> SET TASK:
Reproduce all of the records below, substituting "quadrangle" for every occurrence of "courtyard" and leaving everything else unchanged.

-- begin --

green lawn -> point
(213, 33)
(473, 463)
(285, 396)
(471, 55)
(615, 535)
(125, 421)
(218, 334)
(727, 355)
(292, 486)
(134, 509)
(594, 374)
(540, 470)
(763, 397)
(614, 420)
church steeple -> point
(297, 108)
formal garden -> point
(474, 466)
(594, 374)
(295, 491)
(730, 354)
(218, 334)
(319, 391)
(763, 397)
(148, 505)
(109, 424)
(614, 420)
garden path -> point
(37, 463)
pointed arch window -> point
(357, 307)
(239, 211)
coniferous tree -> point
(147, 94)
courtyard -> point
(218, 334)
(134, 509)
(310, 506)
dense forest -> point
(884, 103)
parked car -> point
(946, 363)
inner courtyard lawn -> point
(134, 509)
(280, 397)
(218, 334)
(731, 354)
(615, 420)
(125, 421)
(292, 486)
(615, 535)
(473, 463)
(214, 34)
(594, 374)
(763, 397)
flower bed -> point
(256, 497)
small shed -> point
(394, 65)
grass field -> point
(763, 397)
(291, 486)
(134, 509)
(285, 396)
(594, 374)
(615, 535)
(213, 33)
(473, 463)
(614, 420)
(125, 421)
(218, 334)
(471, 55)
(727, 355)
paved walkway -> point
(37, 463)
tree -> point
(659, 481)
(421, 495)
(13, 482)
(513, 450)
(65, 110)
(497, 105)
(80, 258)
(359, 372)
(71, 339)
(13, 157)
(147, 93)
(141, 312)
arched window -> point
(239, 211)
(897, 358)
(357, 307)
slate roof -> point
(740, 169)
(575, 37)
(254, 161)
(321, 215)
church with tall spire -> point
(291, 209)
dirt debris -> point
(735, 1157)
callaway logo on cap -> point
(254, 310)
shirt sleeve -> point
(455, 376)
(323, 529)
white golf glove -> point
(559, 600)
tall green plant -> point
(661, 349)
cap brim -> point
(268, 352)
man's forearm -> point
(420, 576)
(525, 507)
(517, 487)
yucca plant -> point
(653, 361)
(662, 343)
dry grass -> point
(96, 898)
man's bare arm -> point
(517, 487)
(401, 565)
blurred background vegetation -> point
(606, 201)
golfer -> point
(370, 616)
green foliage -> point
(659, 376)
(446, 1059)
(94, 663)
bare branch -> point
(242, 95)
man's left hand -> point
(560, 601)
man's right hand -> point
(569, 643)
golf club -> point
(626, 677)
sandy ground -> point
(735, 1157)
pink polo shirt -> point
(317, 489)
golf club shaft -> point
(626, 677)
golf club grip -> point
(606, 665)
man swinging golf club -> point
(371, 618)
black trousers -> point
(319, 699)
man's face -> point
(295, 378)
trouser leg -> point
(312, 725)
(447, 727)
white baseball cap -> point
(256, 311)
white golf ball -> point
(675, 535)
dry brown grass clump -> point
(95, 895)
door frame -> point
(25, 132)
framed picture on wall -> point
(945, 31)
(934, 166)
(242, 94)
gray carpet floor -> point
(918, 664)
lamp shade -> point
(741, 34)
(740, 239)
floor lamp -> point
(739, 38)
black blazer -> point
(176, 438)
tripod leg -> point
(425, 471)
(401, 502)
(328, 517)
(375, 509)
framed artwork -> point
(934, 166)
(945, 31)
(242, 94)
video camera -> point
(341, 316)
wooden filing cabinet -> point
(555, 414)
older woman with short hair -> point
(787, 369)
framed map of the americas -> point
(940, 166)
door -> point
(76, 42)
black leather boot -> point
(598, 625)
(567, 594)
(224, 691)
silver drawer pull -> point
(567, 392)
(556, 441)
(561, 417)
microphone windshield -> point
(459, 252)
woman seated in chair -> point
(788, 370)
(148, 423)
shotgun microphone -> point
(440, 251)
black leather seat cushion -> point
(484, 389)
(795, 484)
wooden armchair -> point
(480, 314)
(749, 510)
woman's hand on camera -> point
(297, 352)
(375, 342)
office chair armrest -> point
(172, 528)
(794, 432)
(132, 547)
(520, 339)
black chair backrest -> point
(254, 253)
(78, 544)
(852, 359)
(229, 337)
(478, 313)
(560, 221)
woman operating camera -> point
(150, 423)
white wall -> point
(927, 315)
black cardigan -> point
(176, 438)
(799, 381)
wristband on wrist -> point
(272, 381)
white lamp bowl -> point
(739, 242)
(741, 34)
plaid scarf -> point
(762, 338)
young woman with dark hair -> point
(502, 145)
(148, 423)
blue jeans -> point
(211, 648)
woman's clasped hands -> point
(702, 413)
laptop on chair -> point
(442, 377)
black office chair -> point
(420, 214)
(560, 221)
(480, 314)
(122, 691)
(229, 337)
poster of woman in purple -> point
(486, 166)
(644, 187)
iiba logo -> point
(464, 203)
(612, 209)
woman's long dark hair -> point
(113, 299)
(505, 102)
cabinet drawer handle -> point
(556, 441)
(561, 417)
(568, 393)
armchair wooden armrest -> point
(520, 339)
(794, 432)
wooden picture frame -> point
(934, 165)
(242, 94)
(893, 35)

-- end --

> ANSWER TO THIS EXERCISE:
green lawn -> point
(213, 33)
(473, 463)
(285, 396)
(471, 55)
(615, 535)
(125, 421)
(218, 334)
(727, 355)
(292, 486)
(134, 509)
(594, 374)
(540, 470)
(763, 397)
(614, 420)
church steeple -> point
(297, 108)
formal garden -> point
(474, 466)
(594, 374)
(295, 491)
(730, 354)
(218, 334)
(319, 391)
(763, 397)
(148, 505)
(109, 424)
(614, 420)
garden path -> point
(37, 463)
pointed arch window -> point
(357, 307)
(239, 211)
coniferous tree -> point
(147, 94)
quadrangle -> point
(218, 334)
(134, 509)
(310, 506)
dense forest -> point
(884, 103)
parked car -> point
(946, 363)
inner quadrangle lawn -> point
(134, 509)
(280, 397)
(218, 334)
(731, 354)
(615, 420)
(125, 421)
(292, 486)
(615, 535)
(473, 463)
(214, 34)
(594, 374)
(763, 397)
flower bed -> point
(256, 497)
small shed -> point
(394, 65)
grass field -> point
(763, 397)
(291, 486)
(134, 509)
(285, 396)
(594, 374)
(615, 535)
(213, 33)
(473, 463)
(614, 420)
(125, 421)
(218, 334)
(471, 55)
(727, 355)
paved walkway -> point
(37, 463)
tree -> point
(659, 481)
(421, 495)
(13, 482)
(513, 450)
(65, 110)
(497, 105)
(80, 258)
(359, 372)
(71, 339)
(13, 157)
(147, 93)
(141, 312)
arched window -> point
(239, 211)
(897, 358)
(357, 307)
slate roof -> point
(740, 169)
(575, 37)
(254, 161)
(321, 215)
church with tall spire -> point
(291, 209)
dirt debris -> point
(735, 1157)
callaway logo on cap -> point
(254, 310)
shirt sleeve -> point
(455, 376)
(323, 529)
white golf glove -> point
(559, 600)
tall green plant -> point
(661, 349)
cap brim -> point
(268, 352)
man's forearm -> point
(420, 576)
(525, 507)
(517, 487)
yucca plant -> point
(653, 361)
(662, 343)
dry grass -> point
(96, 898)
man's bare arm -> point
(517, 487)
(401, 565)
blurred background vegetation -> point
(606, 201)
golfer -> point
(370, 616)
green foliage -> point
(659, 376)
(446, 1059)
(94, 663)
bare branch -> point
(242, 95)
man's left hand -> point
(560, 601)
man's right hand -> point
(569, 643)
golf club -> point
(626, 677)
sandy ground -> point
(735, 1157)
pink polo shirt -> point
(317, 489)
golf club shaft -> point
(626, 677)
golf club grip -> point
(606, 665)
man swinging golf club -> point
(371, 618)
black trousers -> point
(319, 699)
man's face -> point
(295, 378)
trouser leg -> point
(312, 725)
(447, 727)
white baseball cap -> point
(256, 311)
white golf ball -> point
(675, 535)
dry brown grass clump -> point
(95, 895)
door frame -> point
(25, 132)
framed picture on wall -> point
(945, 31)
(934, 166)
(242, 94)
gray carpet floor -> point
(918, 664)
lamp shade -> point
(741, 34)
(740, 239)
floor lamp -> point
(739, 38)
black blazer -> point
(176, 438)
tripod leg -> point
(425, 471)
(401, 502)
(328, 517)
(375, 509)
framed artwork -> point
(934, 166)
(945, 31)
(242, 94)
video camera -> point
(341, 316)
wooden filing cabinet -> point
(555, 414)
older woman with short hair -> point
(787, 369)
framed map of the americas -> point
(940, 166)
door -> point
(76, 42)
black leather boot -> point
(598, 625)
(567, 594)
(224, 691)
silver drawer pull -> point
(567, 392)
(556, 441)
(561, 417)
microphone windshield -> point
(459, 252)
woman seated in chair -> point
(788, 370)
(148, 423)
shotgun microphone -> point
(440, 251)
black leather seat cushion -> point
(484, 389)
(795, 484)
wooden armchair -> point
(480, 314)
(749, 510)
woman's hand on camera -> point
(297, 352)
(375, 342)
office chair armrest -> point
(172, 528)
(794, 432)
(132, 547)
(520, 339)
black chair backrest -> point
(254, 253)
(78, 544)
(852, 359)
(229, 337)
(478, 313)
(560, 221)
woman operating camera -> point
(150, 423)
white wall -> point
(927, 315)
black cardigan -> point
(176, 438)
(799, 381)
wristband on wrist -> point
(272, 381)
white lamp bowl -> point
(739, 242)
(741, 34)
plaid scarf -> point
(762, 338)
young woman with dark hair -> point
(502, 145)
(148, 423)
blue jeans -> point
(211, 648)
woman's clasped hands -> point
(702, 413)
laptop on chair -> point
(442, 377)
black office chair -> point
(420, 214)
(560, 221)
(480, 314)
(122, 691)
(229, 337)
poster of woman in purple -> point
(486, 166)
(644, 187)
iiba logo -> point
(464, 203)
(612, 209)
woman's long dark hair -> point
(113, 299)
(505, 102)
cabinet drawer handle -> point
(556, 441)
(561, 417)
(568, 393)
armchair wooden armrest -> point
(520, 339)
(794, 432)
wooden picture frame -> point
(934, 165)
(242, 94)
(893, 35)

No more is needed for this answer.